About this task => In the passage on CagA and host cell invasion, which pairs of proteins interacted more after H. pylori infected NCI-N87 cells?

Exercise text =>
10. CagA Associates with c-Met, E-Cadherin, and p120ctn with an Impact on Host Cell Invasion

Further studies of CagA signaling focused on the differences seen during H. pylori infection of non-polarized vs. polarized epithelial cell lines. The widely used non-polarized AGS cells do not form proper cell-to-cell junctions because they are E-cadherin deficient. Oliviera and co-workers found that H. pylori induces AGS cell invasion in collagen type-I and matrigel invasion assays [115]. Pharmacological inhibition or siRNA-mediated silencing of c-Met profoundly inhibited AGS cell invasion. Studies with different H. pylori mutants revealed that cell invasion, c-Met tyrosine phosphorylation, and elevated metalloproteinase MMP-2 and MMP-9 activity in AGS cells required the presence of a functional T4SS [115]. Further infection studies utilized the polarized E-cadherin-expressing cell line NCI-N87. Expression of E-cadherin was sufficient to suppress not only the H. pylori-mediated cell-invasive phenotype, but also c-Met and p120ctn tyrosine phosphorylation [116]. H. pylori infection of NCI-N87 cells also led to increased interactions between c-Met and E-cadherin, c-Met and p120ctn, and E-cadherin and p120ctn (Figure 1E). Infection assays of NCI-N87 cells further showed that H. pylori CagA forms a complex with c-Met, E-cadherin, and p120ctn. Moreover, using siRNA, it was demonstrated that interactions between CagA and E-cadherin and between CagA and p120ctn were established through c-Met. Finally, the multiprotein complex was not detected in infected AGS cells, but could be restored in AGS that were stably transduced with E-cadherin. Interestingly, this complex abrogated tyrosine phosphorylation of c-Met and p120ctn, and suppressed the above-described cell-invasive phenotype induced by H. pylori [116]. The molecular basis for this observation is not yet fully clear. Future studies should investigate this signaling more thoroughly and also the possible crosstalk between the reported CagA activities and serine protease HtrA during infection, which was shown to cleave E-cadherin both in vitro and during infection [16,117].

Given records =>
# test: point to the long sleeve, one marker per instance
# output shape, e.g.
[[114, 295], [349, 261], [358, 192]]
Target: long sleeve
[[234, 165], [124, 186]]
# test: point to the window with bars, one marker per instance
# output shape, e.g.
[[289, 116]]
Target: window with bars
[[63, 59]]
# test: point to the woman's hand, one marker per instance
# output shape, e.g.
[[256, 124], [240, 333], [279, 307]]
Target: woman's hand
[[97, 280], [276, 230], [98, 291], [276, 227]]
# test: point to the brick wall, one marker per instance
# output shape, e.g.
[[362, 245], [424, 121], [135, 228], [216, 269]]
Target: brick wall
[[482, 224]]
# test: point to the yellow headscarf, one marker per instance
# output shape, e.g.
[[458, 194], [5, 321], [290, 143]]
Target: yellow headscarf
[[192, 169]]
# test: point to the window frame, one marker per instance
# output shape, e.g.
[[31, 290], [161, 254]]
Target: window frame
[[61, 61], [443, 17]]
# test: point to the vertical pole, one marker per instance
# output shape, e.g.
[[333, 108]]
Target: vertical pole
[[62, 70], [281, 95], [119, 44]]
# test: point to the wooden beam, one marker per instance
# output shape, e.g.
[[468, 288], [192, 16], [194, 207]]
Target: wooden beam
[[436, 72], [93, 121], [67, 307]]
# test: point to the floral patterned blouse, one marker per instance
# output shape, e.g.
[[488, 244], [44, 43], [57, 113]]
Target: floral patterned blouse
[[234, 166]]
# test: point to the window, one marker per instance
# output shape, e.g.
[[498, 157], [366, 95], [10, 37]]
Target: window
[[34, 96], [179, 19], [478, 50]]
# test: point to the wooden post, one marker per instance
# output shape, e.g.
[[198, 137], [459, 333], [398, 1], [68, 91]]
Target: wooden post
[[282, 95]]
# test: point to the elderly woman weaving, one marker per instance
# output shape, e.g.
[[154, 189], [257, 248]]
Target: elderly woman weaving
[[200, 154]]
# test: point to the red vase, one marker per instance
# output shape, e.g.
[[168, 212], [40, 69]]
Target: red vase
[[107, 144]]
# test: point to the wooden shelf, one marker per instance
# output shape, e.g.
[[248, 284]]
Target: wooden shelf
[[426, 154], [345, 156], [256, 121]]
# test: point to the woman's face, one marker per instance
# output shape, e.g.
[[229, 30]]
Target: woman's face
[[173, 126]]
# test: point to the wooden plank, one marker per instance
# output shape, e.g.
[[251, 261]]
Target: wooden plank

Result for this exercise =>
- c-Met and E-cadherin
- c-Met and p120ctn
- E-cadherin and p120ctn